### TEXT BLOCK
•••

Former slate quarry near Nantlle, in Carnarvonshire, Wales

Dorothea quarry is a disused slate quarry in the Nantlle Valley area in North Wales. It covers a large area near the village of Talysarn and contains three flooded deep lakes.

== History ==
=== Turner family ===
The quarry commenced working in the early 1820s, though there were a number of smaller workings on or near the site before this. About 1829 it was leased by William Turner who named the workings Cloddfa Turner. In the 1830s the quarry was generating £2000 profits per year (£199,239.26 in 2025). Turner's son took over as manager and renamed the quarry Dorothea, apparently after the wife of the landowner Richard Garnons. Profits began to fall in the 1840s, and in April 1848 the quarry was put up for sale, with 22 years remaining on the lease.

=== Local ownership ===
It was the largest quarry in the area, employing 200 men and producing 5,000-6,000 tons of finished slate a year. A group of quarrymen led by John Robinson, William Owen and John Jones purchased Dorothea from Turner for £3,000 (£311,442.43 in Aug 25). They renewed the lease of the quarry in June 1851. The quarry was put up for sale again in 1864, at which time production was given at 1,000 tons per month. No buyer was found, instead John Williams of Denbighshire gradually bought out many of the existing shareholders, and by 1879 he had amassed more than 70% of the shares.

Production peaked in 1872 at 17,442 tons, though 1875 was the most profitable year, generating £14,738 (£1,483,175.72 in 2025). In the 1930s over 350 men were employed at Dorothea. Production dropped significantly after the start of World War II and the quarry closed in 1970.

=== After closure ===
Since quarrying ended in 1970, the Dorothea quarry was flooded and become a popular site for scuba diving, even though there were no facilities provided and the landowner did not officially approve the activity. The unregulated nature and depth of the site encouraged some divers to overestimate their capabilities, and in the decade 1994–2004, 21 divers lost their lives in the quarry. The British Sub Aqua Club advised members not to dive there for many years.

•••

Referring expression pointing data:

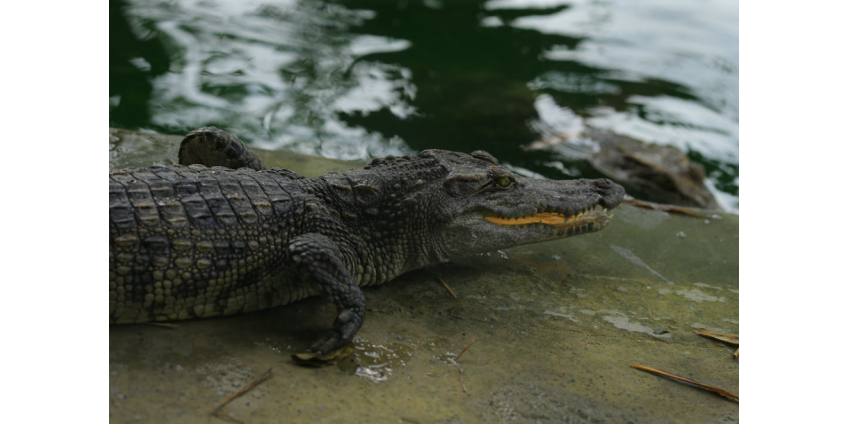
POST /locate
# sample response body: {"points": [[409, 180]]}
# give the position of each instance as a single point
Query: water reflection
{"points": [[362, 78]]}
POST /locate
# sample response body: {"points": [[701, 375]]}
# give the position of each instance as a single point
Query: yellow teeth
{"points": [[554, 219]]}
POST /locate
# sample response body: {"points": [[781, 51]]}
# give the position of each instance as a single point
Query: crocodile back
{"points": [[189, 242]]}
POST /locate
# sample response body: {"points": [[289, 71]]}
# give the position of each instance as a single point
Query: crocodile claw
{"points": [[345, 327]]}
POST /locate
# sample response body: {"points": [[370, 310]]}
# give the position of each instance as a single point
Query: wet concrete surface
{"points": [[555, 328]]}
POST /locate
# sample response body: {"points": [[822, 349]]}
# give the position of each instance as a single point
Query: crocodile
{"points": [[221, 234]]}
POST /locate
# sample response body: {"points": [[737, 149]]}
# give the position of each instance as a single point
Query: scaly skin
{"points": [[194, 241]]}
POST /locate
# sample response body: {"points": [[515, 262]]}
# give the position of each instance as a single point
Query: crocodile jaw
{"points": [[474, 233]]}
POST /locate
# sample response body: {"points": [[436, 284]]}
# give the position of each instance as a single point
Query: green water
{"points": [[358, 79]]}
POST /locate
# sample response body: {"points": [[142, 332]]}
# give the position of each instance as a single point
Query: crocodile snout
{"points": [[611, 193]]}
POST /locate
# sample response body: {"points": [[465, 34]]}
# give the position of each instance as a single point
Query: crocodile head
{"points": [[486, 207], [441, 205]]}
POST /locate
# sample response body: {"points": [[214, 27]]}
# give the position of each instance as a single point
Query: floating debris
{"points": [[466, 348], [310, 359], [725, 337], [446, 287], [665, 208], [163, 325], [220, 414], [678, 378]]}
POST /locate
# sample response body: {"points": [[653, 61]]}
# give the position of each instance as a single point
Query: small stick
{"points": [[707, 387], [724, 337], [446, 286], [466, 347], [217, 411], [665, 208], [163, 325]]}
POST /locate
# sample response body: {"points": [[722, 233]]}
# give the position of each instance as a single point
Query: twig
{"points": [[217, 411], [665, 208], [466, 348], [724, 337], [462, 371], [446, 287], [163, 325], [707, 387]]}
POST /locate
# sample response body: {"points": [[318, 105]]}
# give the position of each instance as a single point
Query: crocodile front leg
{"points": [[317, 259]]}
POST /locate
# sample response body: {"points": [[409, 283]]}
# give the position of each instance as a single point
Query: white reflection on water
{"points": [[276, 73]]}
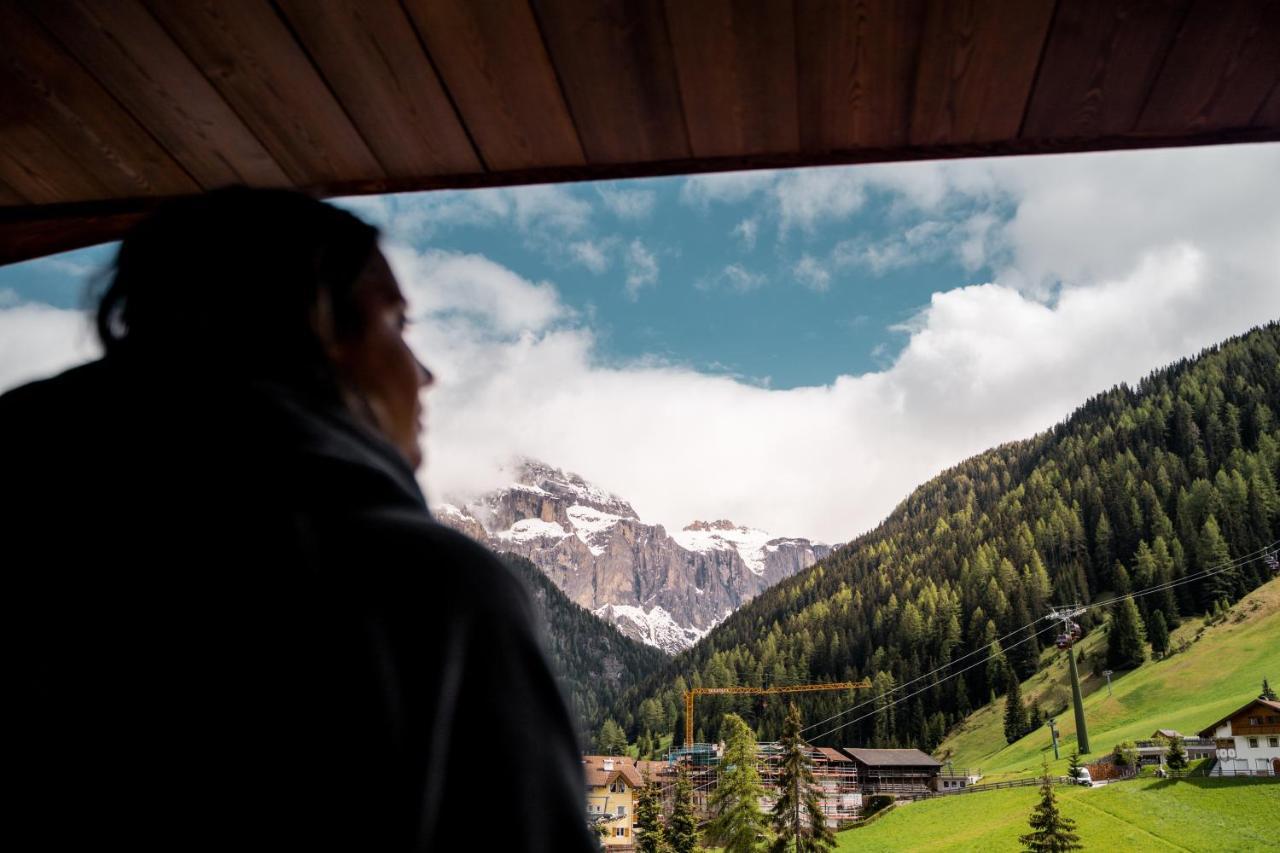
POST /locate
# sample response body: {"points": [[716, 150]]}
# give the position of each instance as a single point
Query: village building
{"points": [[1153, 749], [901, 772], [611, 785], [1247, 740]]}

•••

### TASK ITEM A
According to the Dorothea quarry text, in what year did production peak, and how many tons were produced that year?
### TASK ITEM B
Continue the Dorothea quarry text from where it stops.

### ANSWER BOX A
Production peaked in 1872, at 17,442 tons.

### ANSWER BOX B
Diving was eventually resumed in 2021, under license from the landowner, through the North Wales Technical Divers club. The quarry is extremely deep (over 100m) and requires a high standard of diver training. As such access is strictly limited to those with appropriate qualifications.

== Description ==

The quarry sits at the bottom of the wide Nantlle valley and consists of six pits, the deepest dropping 106m from the surface. The slate veins here run vertically, allowing unusually deep vertical pits to be dug. Because the pits fall below the water table they needed to be constantly pumped to stay dry. A Cornish beam engine was installed in 1904 to pump the pits; it stayed in use until 1951 when it was replaced with electric pumps. This was the last new Cornish engine to be built. (Note: Another engine was installed later at Hodbarrow Mine, Cumberland, but this was an older engine, re-located.) It remains in situ in its Grade I listed engine house.

== Transport ==

The quarry was one of the first users of the Nantlle Railway in 1828. It later developed an extensive internal tramway system of gauge. Dorothea was one of the first users of De Winton locomotives in 1869.

=== Locomotives ===
 gauge locomotives known to have worked at Dorothea.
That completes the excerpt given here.